Supplied text:
--- START ---
Two anecdotes in support. My aunt kept an LTC policy scrupiously paid for and when we tried to use it, it would pay $250/month in a facility and nothing at all for home care. When I looked at the LTC policy offered with my employment, it was $200/month but would not cover me unless I got my weight down under 180 pounds and kept it there for two years. I’m closer than I was, but still working on that. And given my aunt’s result, I may decide that I’m better off being friendly with my kids than in paying for a policy.

Last I heard, California was starting up an intervention program for citizens with severe body odor. It’s going to be called CalStinks.

I feel you’re being Criti-Cal.

There are actually trusts where the income/assets are not counted for Medicaid eligibility and the money can be spent on the beneficiary’s needs (they’re either called supplemental trusts or special needs trusts- I’m not sure) - but there’s a catch. A big one- anything left when you die doesn’t not go to your heirs. What happens depends on the type of trust. My father was in a pooled trust run by a non-profit that was designed to make him eligible for Medicaid home care. His income went into the trust and wasn’t counted for Medicaid eligibility, and the trust paid for the expenses that were approved ( his share of the utility bills and food, his clothes, etc.) It would have paid his share of the rent or mortgage if his name was on the lease/deed, but my mother owned the house and the trust wouldn’t pay rent to a spouse but whatever was left in the trust after his death stayed in the trust and was used to pay other participant’s expenses. ( it was possible to get approval for expenses that exceeded the income the participant put in that month). One of the other types is required to use anything left after death to reimburse Medicaid.
Oh, and the reason my mother owned the house was because when it became obvious that someday my father would need Medicaid he transferred his share of the house to my mother and his name came off the bank accounts. And this happened far enough in advance not to run afoul of the lookback period.
--- END ---
What this exercise asks:
**1.** List every relative that the comments on long-term care and Medicaid introduce with the word "my".
**2.** Please copy the stretch of the comments on long-term care and Medicaid from "Two anecdotes in" through "you’re being Criti-Cal.".
**3.** Write what comes next in the comments on long-term care and Medicaid, picking up after their final sentence.

Stored data:
--- START ---
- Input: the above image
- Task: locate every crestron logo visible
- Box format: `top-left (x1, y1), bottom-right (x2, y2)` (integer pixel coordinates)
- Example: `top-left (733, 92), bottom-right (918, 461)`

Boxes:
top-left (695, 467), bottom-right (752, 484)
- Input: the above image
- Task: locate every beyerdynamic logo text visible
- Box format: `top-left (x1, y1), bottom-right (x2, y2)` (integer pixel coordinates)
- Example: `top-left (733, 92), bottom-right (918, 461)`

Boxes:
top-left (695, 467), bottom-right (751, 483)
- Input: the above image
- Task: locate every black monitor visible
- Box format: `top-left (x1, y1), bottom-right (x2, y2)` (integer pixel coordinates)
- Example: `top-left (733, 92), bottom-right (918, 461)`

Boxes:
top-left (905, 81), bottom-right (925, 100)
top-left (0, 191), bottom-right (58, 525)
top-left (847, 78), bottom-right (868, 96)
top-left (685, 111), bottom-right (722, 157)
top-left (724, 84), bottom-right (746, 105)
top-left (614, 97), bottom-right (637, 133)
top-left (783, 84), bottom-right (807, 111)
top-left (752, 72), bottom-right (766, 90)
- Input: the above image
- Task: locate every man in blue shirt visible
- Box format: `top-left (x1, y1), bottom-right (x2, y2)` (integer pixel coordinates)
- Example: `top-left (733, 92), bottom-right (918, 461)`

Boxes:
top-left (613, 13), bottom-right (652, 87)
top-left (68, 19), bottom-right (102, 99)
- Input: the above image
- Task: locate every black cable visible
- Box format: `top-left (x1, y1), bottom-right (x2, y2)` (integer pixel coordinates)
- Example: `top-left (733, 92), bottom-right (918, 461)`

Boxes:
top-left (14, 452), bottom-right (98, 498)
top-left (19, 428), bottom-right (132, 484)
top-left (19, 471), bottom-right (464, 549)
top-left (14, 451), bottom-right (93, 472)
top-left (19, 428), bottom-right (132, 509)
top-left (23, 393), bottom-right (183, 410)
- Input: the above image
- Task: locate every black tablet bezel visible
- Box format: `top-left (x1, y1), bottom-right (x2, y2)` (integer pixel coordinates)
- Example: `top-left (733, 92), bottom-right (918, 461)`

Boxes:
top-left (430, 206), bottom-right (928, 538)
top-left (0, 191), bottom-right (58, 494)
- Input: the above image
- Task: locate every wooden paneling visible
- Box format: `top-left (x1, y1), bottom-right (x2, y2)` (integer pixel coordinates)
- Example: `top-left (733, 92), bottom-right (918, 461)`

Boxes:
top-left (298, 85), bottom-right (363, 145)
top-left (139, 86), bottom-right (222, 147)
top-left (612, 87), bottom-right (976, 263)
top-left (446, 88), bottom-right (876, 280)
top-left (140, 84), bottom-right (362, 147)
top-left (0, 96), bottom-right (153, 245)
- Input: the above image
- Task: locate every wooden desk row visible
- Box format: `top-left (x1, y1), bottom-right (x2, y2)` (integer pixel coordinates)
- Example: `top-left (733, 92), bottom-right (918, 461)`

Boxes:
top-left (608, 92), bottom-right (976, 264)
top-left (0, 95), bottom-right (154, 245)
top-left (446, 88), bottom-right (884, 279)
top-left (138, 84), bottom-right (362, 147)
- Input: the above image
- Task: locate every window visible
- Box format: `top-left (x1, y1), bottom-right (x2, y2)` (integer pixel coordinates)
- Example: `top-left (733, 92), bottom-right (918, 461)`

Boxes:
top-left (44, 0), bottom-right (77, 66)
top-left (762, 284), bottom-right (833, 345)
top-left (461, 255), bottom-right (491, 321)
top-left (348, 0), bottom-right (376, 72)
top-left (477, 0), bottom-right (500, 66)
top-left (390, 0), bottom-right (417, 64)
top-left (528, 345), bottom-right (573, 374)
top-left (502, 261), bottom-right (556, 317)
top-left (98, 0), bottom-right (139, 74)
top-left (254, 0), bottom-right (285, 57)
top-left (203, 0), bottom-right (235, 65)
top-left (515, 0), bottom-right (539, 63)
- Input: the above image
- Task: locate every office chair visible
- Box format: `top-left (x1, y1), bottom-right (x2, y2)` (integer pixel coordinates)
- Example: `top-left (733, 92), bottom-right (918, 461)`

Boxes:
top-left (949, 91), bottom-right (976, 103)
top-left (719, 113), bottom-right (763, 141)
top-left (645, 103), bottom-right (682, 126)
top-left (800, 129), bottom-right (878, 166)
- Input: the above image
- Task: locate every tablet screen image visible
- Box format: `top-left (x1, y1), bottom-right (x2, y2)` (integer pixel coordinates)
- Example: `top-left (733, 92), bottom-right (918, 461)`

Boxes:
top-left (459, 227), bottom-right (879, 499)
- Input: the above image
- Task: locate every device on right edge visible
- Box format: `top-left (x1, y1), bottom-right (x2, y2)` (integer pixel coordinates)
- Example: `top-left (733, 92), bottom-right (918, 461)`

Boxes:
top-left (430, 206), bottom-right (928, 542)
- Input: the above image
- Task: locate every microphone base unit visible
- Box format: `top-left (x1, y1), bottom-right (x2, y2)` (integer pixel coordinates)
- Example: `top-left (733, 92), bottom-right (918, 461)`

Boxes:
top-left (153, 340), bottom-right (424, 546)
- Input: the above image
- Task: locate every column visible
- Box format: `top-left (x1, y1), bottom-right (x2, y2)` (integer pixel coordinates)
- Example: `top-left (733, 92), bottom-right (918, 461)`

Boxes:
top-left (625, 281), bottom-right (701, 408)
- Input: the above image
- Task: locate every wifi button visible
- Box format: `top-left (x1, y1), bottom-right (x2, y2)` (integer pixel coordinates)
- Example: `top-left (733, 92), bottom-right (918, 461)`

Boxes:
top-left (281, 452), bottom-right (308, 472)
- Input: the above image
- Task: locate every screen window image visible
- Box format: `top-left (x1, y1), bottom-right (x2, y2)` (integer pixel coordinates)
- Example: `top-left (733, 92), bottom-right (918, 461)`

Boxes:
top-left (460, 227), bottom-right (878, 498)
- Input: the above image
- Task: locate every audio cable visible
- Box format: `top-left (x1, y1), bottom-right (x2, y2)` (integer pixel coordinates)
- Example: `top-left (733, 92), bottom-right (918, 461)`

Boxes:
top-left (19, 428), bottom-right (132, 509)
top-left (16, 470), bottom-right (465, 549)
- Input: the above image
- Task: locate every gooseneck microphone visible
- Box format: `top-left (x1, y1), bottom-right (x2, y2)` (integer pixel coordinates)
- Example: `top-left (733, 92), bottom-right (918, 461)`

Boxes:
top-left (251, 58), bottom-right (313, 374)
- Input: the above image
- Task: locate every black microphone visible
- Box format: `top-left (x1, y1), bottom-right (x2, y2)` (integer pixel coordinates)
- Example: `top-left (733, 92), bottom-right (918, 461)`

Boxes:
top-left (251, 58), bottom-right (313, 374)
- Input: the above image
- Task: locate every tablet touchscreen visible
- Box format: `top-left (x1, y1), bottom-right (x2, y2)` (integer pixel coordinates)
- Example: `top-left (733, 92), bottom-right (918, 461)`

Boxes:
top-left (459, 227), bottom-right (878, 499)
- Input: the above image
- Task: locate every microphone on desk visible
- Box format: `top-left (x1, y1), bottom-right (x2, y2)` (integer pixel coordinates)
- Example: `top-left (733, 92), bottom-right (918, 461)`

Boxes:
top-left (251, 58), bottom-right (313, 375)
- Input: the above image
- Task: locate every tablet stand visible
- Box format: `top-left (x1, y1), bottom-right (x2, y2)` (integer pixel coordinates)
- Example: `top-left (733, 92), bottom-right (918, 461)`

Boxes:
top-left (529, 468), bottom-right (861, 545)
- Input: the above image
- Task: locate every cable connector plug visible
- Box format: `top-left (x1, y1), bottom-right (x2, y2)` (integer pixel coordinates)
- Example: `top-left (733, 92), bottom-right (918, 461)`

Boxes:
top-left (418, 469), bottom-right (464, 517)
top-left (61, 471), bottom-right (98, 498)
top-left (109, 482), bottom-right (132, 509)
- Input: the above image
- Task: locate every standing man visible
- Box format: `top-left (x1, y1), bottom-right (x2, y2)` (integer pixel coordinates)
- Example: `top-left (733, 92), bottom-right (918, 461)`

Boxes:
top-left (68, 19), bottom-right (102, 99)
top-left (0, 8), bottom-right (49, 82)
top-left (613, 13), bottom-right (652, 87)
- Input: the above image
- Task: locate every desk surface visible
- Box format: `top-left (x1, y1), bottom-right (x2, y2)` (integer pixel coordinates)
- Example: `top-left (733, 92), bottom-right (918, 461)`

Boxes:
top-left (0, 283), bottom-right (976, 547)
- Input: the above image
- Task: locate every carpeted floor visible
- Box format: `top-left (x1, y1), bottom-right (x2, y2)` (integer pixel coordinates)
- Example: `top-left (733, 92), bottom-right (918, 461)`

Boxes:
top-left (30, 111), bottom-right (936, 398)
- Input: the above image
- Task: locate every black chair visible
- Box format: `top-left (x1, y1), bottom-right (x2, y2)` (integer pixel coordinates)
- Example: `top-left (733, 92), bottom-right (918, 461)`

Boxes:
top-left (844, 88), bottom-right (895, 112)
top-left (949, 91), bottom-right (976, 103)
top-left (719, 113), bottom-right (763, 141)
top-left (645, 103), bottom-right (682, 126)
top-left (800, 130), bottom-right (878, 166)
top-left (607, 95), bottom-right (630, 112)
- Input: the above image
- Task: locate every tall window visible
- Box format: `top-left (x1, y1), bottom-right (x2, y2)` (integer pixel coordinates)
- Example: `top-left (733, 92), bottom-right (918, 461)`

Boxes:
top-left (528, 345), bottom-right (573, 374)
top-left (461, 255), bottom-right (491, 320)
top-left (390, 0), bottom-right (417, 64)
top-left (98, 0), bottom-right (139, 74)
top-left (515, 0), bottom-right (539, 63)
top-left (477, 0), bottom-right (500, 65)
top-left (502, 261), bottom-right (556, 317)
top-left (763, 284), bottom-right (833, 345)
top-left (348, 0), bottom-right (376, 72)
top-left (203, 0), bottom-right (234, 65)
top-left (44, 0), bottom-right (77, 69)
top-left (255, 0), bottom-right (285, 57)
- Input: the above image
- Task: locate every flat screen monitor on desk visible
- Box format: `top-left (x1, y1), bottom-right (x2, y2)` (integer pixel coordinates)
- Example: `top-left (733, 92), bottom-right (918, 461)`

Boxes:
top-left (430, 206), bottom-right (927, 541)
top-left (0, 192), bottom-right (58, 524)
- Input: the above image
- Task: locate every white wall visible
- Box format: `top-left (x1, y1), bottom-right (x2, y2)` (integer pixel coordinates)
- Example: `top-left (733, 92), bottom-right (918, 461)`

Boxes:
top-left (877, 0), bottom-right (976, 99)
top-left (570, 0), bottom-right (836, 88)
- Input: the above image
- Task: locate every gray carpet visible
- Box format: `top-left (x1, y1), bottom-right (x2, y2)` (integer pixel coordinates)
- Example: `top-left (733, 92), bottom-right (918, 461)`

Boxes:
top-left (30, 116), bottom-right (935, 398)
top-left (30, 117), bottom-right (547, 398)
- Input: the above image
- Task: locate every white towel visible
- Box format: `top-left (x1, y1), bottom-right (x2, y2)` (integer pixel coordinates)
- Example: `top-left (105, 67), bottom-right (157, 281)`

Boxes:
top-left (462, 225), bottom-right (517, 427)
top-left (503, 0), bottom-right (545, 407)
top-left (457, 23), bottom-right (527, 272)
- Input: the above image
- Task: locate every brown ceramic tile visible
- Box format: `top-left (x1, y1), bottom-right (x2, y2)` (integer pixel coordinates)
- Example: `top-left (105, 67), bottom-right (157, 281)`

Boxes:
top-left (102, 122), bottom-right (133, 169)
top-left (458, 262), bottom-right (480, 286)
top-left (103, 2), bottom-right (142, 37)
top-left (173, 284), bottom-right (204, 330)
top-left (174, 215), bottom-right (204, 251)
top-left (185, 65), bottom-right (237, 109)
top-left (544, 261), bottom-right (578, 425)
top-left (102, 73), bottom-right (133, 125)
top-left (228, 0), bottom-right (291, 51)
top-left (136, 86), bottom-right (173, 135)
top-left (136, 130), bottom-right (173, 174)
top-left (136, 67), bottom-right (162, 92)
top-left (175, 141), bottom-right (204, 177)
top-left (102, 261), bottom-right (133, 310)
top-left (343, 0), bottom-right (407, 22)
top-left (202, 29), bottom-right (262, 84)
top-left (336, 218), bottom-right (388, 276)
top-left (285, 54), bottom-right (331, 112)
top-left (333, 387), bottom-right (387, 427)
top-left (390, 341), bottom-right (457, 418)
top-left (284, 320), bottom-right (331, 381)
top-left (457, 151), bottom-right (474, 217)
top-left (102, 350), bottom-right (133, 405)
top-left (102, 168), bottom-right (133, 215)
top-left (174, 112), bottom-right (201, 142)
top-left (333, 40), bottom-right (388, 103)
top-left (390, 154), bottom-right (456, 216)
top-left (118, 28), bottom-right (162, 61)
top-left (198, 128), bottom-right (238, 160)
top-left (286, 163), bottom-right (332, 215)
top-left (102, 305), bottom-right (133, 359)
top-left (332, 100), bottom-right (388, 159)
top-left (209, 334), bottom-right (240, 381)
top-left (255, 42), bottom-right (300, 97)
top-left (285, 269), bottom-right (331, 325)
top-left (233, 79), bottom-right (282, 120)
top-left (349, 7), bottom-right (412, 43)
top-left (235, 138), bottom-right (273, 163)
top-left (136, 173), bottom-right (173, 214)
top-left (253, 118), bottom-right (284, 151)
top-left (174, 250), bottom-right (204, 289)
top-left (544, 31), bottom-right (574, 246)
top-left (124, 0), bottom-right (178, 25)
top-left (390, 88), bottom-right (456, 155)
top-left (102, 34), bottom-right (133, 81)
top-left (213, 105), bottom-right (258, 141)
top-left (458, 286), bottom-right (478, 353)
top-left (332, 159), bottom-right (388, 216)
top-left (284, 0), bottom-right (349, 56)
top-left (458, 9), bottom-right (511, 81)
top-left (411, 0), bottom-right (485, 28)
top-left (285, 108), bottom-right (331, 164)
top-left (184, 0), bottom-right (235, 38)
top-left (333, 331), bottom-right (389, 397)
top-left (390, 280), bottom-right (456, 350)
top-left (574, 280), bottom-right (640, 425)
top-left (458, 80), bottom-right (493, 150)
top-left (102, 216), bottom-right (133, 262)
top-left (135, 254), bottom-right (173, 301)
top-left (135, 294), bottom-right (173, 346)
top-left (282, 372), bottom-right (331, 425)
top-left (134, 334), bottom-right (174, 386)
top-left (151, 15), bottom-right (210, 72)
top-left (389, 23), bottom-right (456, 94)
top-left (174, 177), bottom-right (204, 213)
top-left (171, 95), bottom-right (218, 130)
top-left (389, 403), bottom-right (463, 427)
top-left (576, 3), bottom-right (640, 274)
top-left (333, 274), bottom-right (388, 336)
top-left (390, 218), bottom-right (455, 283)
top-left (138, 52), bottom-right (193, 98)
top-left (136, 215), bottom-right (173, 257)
--- END ---
Answers given:
**1.**
aunt
kids
father
mother

**2.**
Two anecdotes in support. My aunt kept an LTC policy scrupiously paid for and when we tried to use it, it would pay $250/month in a facility and nothing at all for home care. When I looked at the LTC policy offered with my employment, it was $200/month but would not cover me unless I got my weight down under 180 pounds and kept it there for two years. I’m closer than I was, but still working on that. And given my aunt’s result, I may decide that I’m better off being friendly with my kids than in paying for a policy.

Last I heard, California was starting up an intervention program for citizens with severe body odor. It’s going to be called CalStinks.

I feel you’re being Criti-Cal.

**3.**
There's  a reason that you really only see this sort of planning with disabled or elderly people - and the reason is that you can't possibly know which way to go until the point where you can see it coming. My husband and I could try to shield our house- but whose name should it stay in? We're both healthy and there's no way to tell which of us might need Medicaid someday. Suppose we put everything in my name, and I'm the one who needs the nursing home? OK, we've got kids. We can give the house to one of them. But suppose that child gets married and then predeceases us? It's very likely the house will go to the in-law. As far as I know, those special trusts are only open to the disabled , so you can't open one while you're healthy " just in case" - and you wouldn't want to anyway because there's no reason to think the trust will pay for any of the things you might *want* to do or buy but don't actually need.

I guess I wasn’t clear about what I meant in my OP, I wasn’t talking about medicaid. Here is what I mean:

You have private insurance with a network and you go to the ER, or go in for surgery, or get some labs done. Even though you go to an ER or hospital in your network, a physician or specialist or lab technician ends up working on your case. Because they are out of network, they charge the full markup price for care and your insurance refuses to cover it. So something that would normally cost $5000 and be covered by insurance instead costs $60,000 and you are on the hook for it.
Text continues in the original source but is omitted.